Asperger’s syndrome (or disorder) is a developmental disorder in which people have difficulties understanding how to interact socially. People with Asperger’s syndrome may not recognize verbal and nonverbal cues or understand normal social rules, such as taking turns talking or recognizing personal space.
Asperger’s syndrome and autism belong to a class of disorders called pervasive developmental disorders. Asperger’s syndrome shares some similarities with autism. Like those with autism, children with Asperger’s syndrome have abnormal social interactions, facial expressions, and gestures, and unusually focused interests. Unlike those with autism, children with Asperger’s syndrome usually have normal intelligence and language development (although the rhythm, pitch, and emphasis are irregular), age-appropriate self-reliance, and interest in the world around them.
Children with Asperger’s syndrome have a better outlook than those with other developmental disorders. Many lead productive, independent lives in adulthood.
Asperger’s syndrome affects males more than females. Its cause is unknown, although it tends to run in families, suggesting a possible genetic link.
Symptoms during childhood
Parents often first notice the symptoms of Asperger’s syndrome when their child starts preschool and begins to interact with other children. Children with Asperger’s syndrome may:
- Not pick up on social cues and lack inborn social skills, such as being able to read others’ body language, start or maintain a conversation, and take turns talking.
- Dislike any changes in routines.
- May appear to lack empathy.
- Be unable to recognize subtle differences in speech tone, pitch, and accent that alter the meaning of others’ speech. Thus, your child may not understand a joke or may take a sarcastic comment literally. Likewise, his or her speech may be flat and difficult to understand because it lacks tone, pitch, and accent.
- Have a formal style of speaking that is advanced for his or her age. For example, the child may use the term “beckon” instead of “call,” or “return” instead of “come back.”
- Avoid eye contact.
- Have unusual facial expressions or postures.
- Be preoccupied with one or only few interests, which he or she may be very knowledgeable about. Many children with Asperger’s syndrome are overly interested in parts of a whole or in unusual activities, such as doing intricate jigsaw puzzles, designing houses, drawing highly detailed scenes, or astronomy.
- Talk a lot, usually about a favorite subject. One-sided conversations are common. Internal thoughts are often verbalized.

#### [EXCERPTED RECORDS]
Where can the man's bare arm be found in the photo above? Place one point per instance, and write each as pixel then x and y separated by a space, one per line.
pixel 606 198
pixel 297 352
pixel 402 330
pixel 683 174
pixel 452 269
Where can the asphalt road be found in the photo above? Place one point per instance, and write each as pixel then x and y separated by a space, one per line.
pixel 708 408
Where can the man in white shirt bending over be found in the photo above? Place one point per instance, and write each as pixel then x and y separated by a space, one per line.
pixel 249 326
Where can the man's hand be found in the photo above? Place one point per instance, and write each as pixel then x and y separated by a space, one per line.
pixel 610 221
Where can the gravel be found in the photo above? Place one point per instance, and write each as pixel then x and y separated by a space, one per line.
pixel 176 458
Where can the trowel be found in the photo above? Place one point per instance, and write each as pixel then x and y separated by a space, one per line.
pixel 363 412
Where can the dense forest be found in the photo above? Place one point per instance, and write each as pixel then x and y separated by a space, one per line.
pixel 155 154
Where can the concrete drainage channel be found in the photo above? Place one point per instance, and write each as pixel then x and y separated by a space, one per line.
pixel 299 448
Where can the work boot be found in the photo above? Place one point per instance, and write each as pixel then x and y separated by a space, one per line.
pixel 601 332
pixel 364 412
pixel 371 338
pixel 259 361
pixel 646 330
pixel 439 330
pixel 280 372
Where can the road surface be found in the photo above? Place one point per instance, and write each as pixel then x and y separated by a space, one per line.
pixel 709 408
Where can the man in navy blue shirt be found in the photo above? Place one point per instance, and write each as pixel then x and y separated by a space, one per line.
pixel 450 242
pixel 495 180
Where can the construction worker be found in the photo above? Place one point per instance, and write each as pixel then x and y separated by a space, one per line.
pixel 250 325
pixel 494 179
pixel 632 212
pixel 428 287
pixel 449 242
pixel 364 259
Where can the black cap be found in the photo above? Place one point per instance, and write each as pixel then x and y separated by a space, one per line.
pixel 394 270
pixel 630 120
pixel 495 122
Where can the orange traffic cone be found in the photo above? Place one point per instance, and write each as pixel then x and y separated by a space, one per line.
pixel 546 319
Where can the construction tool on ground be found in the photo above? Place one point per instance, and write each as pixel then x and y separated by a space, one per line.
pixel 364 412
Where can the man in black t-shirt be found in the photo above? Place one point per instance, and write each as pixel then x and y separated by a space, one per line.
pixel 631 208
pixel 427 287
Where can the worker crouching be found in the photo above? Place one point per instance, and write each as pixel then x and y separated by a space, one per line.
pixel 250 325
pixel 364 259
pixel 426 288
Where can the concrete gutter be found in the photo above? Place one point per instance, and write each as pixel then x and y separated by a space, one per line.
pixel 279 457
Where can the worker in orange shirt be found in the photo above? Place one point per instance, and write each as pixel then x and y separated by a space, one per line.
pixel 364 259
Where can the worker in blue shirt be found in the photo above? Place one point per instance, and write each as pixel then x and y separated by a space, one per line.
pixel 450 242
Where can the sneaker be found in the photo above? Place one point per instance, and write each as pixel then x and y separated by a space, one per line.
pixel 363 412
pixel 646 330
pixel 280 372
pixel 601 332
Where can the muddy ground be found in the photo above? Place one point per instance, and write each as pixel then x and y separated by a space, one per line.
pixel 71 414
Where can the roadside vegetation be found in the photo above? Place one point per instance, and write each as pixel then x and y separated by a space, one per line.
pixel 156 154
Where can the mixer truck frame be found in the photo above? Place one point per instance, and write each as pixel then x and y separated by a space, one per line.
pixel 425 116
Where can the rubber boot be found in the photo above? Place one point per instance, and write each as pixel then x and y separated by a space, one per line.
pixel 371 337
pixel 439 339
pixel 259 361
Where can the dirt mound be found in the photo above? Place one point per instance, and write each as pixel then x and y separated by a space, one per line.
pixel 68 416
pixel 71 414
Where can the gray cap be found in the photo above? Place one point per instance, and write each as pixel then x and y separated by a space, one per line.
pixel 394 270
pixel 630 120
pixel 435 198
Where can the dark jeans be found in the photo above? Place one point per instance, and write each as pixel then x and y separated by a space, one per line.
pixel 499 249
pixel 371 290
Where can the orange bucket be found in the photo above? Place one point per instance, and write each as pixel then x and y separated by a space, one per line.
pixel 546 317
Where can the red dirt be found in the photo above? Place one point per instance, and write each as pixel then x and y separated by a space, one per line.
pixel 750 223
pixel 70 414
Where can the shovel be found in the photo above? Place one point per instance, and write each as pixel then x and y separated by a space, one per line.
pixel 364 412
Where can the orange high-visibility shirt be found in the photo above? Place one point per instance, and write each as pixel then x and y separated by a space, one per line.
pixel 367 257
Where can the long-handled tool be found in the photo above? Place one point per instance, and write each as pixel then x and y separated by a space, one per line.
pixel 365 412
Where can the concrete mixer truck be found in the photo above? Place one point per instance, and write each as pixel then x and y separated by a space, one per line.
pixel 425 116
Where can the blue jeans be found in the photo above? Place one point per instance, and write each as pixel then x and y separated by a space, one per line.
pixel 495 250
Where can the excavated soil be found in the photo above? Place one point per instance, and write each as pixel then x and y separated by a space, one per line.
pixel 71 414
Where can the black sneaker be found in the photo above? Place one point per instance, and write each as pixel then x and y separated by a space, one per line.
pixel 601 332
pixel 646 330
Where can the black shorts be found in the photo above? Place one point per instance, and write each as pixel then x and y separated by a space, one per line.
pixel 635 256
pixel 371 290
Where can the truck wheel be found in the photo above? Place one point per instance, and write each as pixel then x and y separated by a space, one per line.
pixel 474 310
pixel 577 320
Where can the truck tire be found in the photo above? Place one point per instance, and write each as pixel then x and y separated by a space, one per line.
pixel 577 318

#### [PROBLEM DETAILS]
According to the text on Asperger's syndrome, when do parents often first notice its symptoms? The entries have no connection to the text on Asperger's syndrome.

#### [WRITTEN RESPONSE]
Parents often first notice the symptoms when their child starts preschool and begins to interact with other children.